__PROBLEMS TO WORK ON__.
1. From the article on the hospital fumes incidents, reproduce the passage starting with "State and local" and going on through "and breathing difficulties.".
2. Translate this sentence from the article about the hospital fumes incidents into Spanish: "It's unclear whether it was consumed intentionally, the source said."

State and local officials last week said separate incidents in which workers at two California hospitals were overcome with fumes emitting from patients having heart attacks weren't related.
An investigation by the Kern County (Calif.) Environmental Health Department determined that a patient at Mercy Hospital in Bakersfield, Calif., had ingested a common household pesticide called Dursban, which is sold over the counter and is used to kill ants and other insects.
Nineteen emergency-department workers at the 257-bed hospital had to be decontaminated two weeks ago after ammonia-like fumes coming from the Hospital safetyunidentified 44-year-old woman, who was in cardiac arrest, caused them to experience minor dizziness, headaches and breathing difficulties.
A Kern County health official requesting anonymity said the patient likely ingested the pesticide in her home. It's unclear whether it was consumed intentionally, the source said.
Authorities investigating a similar incident that occurred one week earlier at 358-bed Riverside (Calif.) General Hospital said it's unlikely they'll have any clear-cut answers in that case until results of a detailed toxicology and autopsy report on the patient involved are issued later this month.
However, the Riverside County Board of Supervisors last week asked the State Department of Health Services to take over the investigation so it could review the conduct of inspectors from the state's Occupational Safety and Health Administration. County officials said the inspectors delayed the autopsy conducted on the Riverside patient two weeks ago.
In the Riverside incident, six emergency-department workers were sent to nearby hospitals after breathing fumes emitting from a 31-year-old cancer patient who was in the advanced stages of cervical cancer. The patient died of a heart attack.
The coroner's office and several other city, county and state agencies spent two days preparing for an autopsy on the patient. They closed off two narrow streets behind the coroner's office and devised plans to test for contaminants in the patient's casket and on her body while ensuring that potential fumes were filtered and workers protected.

__SOURCE MATERIAL__.
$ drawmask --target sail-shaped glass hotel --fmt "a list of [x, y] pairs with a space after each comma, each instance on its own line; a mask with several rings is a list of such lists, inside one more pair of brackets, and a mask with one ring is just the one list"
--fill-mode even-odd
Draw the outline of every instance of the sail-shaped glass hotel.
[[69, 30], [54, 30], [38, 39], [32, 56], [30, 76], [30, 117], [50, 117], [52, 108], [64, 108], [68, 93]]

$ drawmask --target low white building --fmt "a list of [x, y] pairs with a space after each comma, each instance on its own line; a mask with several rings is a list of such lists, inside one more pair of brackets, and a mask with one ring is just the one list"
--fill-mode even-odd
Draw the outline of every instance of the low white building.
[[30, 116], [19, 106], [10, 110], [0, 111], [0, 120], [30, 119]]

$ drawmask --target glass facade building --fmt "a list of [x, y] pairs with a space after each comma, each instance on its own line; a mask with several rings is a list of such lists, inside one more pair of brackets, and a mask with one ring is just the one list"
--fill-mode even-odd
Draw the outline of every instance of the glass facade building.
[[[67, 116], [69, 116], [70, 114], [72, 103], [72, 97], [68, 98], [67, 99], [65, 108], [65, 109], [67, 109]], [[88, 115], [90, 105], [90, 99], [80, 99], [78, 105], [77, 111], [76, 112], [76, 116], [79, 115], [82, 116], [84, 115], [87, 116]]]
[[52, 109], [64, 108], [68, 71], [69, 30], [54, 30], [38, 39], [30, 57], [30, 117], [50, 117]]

__SOLUTIONS TO THE TASKS__.
1.
State and local officials last week said separate incidents in which workers at two California hospitals were overcome with fumes emitting from patients having heart attacks weren't related.
An investigation by the Kern County (Calif.) Environmental Health Department determined that a patient at Mercy Hospital in Bakersfield, Calif., had ingested a common household pesticide called Dursban, which is sold over the counter and is used to kill ants and other insects.
Nineteen emergency-department workers at the 257-bed hospital had to be decontaminated two weeks ago after ammonia-like fumes coming from the Hospital safetyunidentified 44-year-old woman, who was in cardiac arrest, caused them to experience minor dizziness, headaches and breathing difficulties.

2. No está claro si se consumió de forma intencional, dijo la fuente.